Le capital mondial placé en fonds d’état est de 57,9 trillions et, pour ceux qui ne comprendraient pas comment cela fonctionne, il faut préciser que ce capital a progressé de 2,3 trilllions grâce au début des achats des banques centrales. Les banques centrales ont re-soufflé dans la bulle en grossissant l’actif de leur bilan. Le rendement du 10 ans US a baissé de 16 pbs à 0,67% comme celui du Bund qui se retrouve à -0,48%. Le « tout en bulle » reste en place, simplement les « hernies » se sont un peu déplacées, elles se répartissent différemment entre les actions, les obligations, les emprunts investment-grade, les emprunts junks et les money market funds. »

Aujourd’hui, les taux des 10 ans US et allemands ont légèrement remonté (à respectivement 0,74% et -0.32%), mais le constat de Bruno Bertez reste valable : on a certes eu premier soubresaut sur ce marché, mais la situation est rapidement revenue sous contrôle. Les marchés ont finalement conservé leur confiance aux autorités publiques, et la fissure qui s’est dessinée sur la bulle des dettes d’Etat a pu être colmatée.

Tant que les dettes d’Etats font office de de refuge, la situation est gérable. Les autorités publiques peuvent donc continuer de prolonger artificiellement l’agonie du système économique et financier.

La bulle des dettes souveraines reste sous contrôle mais, pour la première fois, on a vu que le roi est nu

La dernière fois que la politique de la Fed a été mise en cause, c’était au quatrième trimestre 2018. Alors que la Fed avait annoncé qu’elle comptait « normaliser » sa politique monétaire, les marchés actions avaient essuyé une sévère correction – le S&P500 avait chuté de presque 20%. Ils étaient cependant repartis de plus belle après que Jerome Powell avait retourné sa veste.

Ce qui s’est passé dernièrement est très différent, et atteste d’une véritable rupture d’avec la période qui a suivi la crise de 2008.

_Énoncé du problème 1_
Filtrez les enregistrements en recopiant chaque ligne qui contient le mot "suit". La casse doit être respectée.

Lignes d'un jeu de données sur l'emplacement des objets:

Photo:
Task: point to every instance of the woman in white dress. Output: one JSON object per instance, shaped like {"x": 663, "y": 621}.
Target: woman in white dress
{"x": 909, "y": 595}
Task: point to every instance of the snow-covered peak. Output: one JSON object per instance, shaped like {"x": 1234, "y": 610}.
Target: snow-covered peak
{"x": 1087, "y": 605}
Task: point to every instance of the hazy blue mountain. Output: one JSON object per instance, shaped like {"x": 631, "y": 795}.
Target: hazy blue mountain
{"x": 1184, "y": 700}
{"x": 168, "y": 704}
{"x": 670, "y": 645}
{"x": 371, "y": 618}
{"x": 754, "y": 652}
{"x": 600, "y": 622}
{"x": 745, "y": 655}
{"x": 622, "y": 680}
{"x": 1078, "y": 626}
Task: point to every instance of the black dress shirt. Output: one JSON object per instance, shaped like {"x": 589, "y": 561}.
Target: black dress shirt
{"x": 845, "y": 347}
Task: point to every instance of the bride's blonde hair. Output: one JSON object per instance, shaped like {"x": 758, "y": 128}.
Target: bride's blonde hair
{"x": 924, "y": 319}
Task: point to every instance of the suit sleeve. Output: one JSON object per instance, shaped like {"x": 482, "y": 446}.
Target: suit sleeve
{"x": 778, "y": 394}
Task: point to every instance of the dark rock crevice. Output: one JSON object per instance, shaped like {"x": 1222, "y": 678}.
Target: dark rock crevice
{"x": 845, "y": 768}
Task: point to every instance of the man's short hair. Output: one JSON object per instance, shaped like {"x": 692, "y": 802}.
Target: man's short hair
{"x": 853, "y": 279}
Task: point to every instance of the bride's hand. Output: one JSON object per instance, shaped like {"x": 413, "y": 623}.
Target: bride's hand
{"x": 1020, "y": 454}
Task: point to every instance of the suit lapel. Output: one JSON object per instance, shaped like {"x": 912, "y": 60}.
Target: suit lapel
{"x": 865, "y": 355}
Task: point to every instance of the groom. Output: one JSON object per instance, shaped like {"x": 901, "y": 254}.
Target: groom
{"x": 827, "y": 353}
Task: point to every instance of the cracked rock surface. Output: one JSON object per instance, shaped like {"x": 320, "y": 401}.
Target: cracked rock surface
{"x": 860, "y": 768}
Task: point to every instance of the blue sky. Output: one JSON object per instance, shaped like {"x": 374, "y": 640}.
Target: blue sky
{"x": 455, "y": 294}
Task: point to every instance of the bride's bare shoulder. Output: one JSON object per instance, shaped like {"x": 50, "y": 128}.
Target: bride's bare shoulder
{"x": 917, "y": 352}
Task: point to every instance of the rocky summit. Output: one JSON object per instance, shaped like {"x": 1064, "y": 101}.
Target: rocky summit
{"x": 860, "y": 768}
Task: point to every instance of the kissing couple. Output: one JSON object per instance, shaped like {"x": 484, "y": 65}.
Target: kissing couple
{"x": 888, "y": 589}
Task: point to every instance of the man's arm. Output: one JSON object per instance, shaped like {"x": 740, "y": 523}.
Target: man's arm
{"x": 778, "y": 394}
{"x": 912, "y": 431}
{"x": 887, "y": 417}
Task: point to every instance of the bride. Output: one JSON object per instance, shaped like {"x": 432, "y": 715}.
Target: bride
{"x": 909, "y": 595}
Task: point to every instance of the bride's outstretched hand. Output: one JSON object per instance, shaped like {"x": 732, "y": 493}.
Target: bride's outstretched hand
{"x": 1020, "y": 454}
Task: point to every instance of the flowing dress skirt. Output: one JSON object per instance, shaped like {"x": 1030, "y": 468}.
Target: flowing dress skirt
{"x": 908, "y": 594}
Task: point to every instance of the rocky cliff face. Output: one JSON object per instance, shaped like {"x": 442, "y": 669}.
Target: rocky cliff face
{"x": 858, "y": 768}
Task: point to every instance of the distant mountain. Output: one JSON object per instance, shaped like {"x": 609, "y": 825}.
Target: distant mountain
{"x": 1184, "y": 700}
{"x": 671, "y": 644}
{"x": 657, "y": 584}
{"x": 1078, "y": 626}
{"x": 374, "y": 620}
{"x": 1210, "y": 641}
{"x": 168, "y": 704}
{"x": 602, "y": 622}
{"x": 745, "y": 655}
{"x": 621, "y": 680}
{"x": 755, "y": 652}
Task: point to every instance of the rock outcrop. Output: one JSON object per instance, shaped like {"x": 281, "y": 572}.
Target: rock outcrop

_Énoncé du problème 2_
Poursuivez le texte sur la bulle des dettes souveraines à partir de sa dernière phrase.

_Résultat 1_
Task: point to every instance of the suit sleeve. Output: one JSON object per instance, shaped like {"x": 482, "y": 446}.
Target: suit sleeve
Task: point to every instance of the suit lapel. Output: one JSON object per instance, shaped like {"x": 912, "y": 60}.
Target: suit lapel

_Résultat 2_
Nous venons en effet de vivre une situation où plus aucun commande ne répondait. Chaque annonce des banques centrales (Fed, BCE, BoJ, BoE…), y compris le plus retentissant coup de bazooka monétaire de l’époque contemporaine, a été vendue par les marchés.

23 mars : « 2019 : pas de marché haussier sans intervention de la banque centrale. 2020 : pas de marché haussier même avec l’intervention de la banque centrale. »

Comme le constatait Bruno Bertez le 18 mars, « il n’est pas exagéré de dire que la situation est chaotique. « Ils » ont perdu le contrôle. Les dégâts sont irréparables, sachez-le. »

Pour le moment, la confiance a suffisamment été rétablie pour que les marchés se reprennent.

Mais rien ne sera plus jamais comme avant.  

2020 ne sera pas un remake de 2008 : les autorités publiques sont obligées de changer de braquet ; c’est à un changement de régime que nous assistons !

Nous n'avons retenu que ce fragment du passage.